TRAVAIL DEMANDÉ |
[1] Résumez en deux phrases le texte sur le voyage de Franquin, Morris et Jijé aux États-Unis.
[2] Reprenez le récit du voyage de Franquin, Morris et Jijé en Amérique et poursuivez-le à partir de sa dernière phrase.

Lire la suite...Les aventures mouvementées des « Gringos Locos »
Le 3 août 1948, André Franquin, Maurice de Bévère (Morris), Joseph Gillain (Jijé), sa femme et ses quatre enfants, dont un bébé de quinze mois, embarquent sur le Neuw Amsterdam à destination de New York, en même temps que 1 222 autres passagers, qui, comme eux, voulaient émigrer aux États-Unis.
Les motivations étaient diverses: « L’idée nous est venue d’aller en Amérique, pas pour faire un voyage, mais pour émigrer, comme des pionniers » dit Jijé dans RTP n°33, page 34. « Moi je voulais simplement être avec les copains, c’est tout » avoue Franquin à Numa Sadoul dans « Et Franquin créa Lagaffe », page 43. « Moi j’avais deux buts : découvrir enfin ces paysages d’Amérique que je dessinais depuis quelques années et aussi voir comment travaillaient les professionnels de là-bas. » confesse Morris dans « La Face cachée de Morris », page 10. Débarquant à New York, le 10 août, la petite troupe doit patienter deux semaines pendant que Joseph fait valider son permis de conduire, puis, à huit dans une Hudson Commodore d’occasion, part en droite ligne vers Los Angeles, fief de Walt Disney et, croient-ils, de la bande dessinée. Le 2 septembre, ils atteignent enfin Los Angeles, où ils apprennent avec stupéfaction que: a) Walt Disney a licencié un tiers de son personnel b)et que le centre d’édition des comics est à New York.
Double déception ! D’autre part, leur visa pour les USA, touristique, n’est valable que trois mois.

MATÉRIEL FOURNI |
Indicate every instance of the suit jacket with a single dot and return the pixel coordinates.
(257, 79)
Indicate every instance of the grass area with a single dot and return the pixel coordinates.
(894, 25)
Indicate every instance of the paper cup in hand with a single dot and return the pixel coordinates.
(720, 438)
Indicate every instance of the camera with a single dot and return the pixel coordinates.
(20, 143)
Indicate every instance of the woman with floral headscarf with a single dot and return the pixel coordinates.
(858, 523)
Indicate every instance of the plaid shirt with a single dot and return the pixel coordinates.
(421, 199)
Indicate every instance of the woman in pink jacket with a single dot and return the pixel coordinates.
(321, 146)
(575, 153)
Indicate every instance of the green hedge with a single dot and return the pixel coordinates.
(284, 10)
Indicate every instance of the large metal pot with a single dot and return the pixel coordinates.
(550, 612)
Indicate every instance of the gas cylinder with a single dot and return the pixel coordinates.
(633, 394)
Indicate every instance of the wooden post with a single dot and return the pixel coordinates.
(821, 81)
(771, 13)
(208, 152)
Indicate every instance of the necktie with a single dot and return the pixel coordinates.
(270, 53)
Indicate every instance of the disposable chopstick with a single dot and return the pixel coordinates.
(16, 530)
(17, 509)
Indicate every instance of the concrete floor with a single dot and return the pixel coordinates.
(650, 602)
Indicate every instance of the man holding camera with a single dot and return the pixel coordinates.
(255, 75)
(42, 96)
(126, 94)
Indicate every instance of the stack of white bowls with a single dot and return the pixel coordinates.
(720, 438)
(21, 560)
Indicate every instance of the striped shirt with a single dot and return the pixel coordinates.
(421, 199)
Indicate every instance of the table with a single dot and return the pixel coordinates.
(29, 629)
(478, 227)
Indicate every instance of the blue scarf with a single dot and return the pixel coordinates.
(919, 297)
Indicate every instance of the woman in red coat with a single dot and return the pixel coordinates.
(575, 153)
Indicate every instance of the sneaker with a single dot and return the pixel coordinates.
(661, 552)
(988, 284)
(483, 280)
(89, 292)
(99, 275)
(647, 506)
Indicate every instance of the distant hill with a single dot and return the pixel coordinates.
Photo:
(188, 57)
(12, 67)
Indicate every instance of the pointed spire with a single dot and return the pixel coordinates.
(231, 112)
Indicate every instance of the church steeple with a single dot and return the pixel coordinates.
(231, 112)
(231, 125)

RÉPONSES RÉDIGÉES |
[1] Le 3 août 1948, Franquin, Morris et Jijé, avec la femme et les quatre enfants de ce dernier, embarquent pour New York afin d'émigrer aux États-Unis, chacun avec ses propres motivations. Arrivés à Los Angeles le 2 septembre après avoir traversé le pays en voiture, ils apprennent que Walt Disney a licencié un tiers de son personnel et que le centre d'édition des comics se trouve à New York, alors que leur visa touristique n'est valable que trois mois.

[2]
La famille Gillain prend donc la direction du Mexique, pour lequel ils ont un visa illimité, le Mexique le plus proche, c’est à dire Tijuana, ville frontière où prospèrent les bars à putes pour les marins de la base de San Diego. Morris et Franquin les y rejoindront un peu plus tard. Là s’arrête le premier tome : « Gringos Locos ».
Le 17 décembre, la petite troupe repasse la frontière et, en huit jours, traverse l’Arizona, le Nouveau Mexique et une partie du Texas ; puis passe la frontière à Laredo, où ils laissent l’Hudson, et continuent en train vers Mexico.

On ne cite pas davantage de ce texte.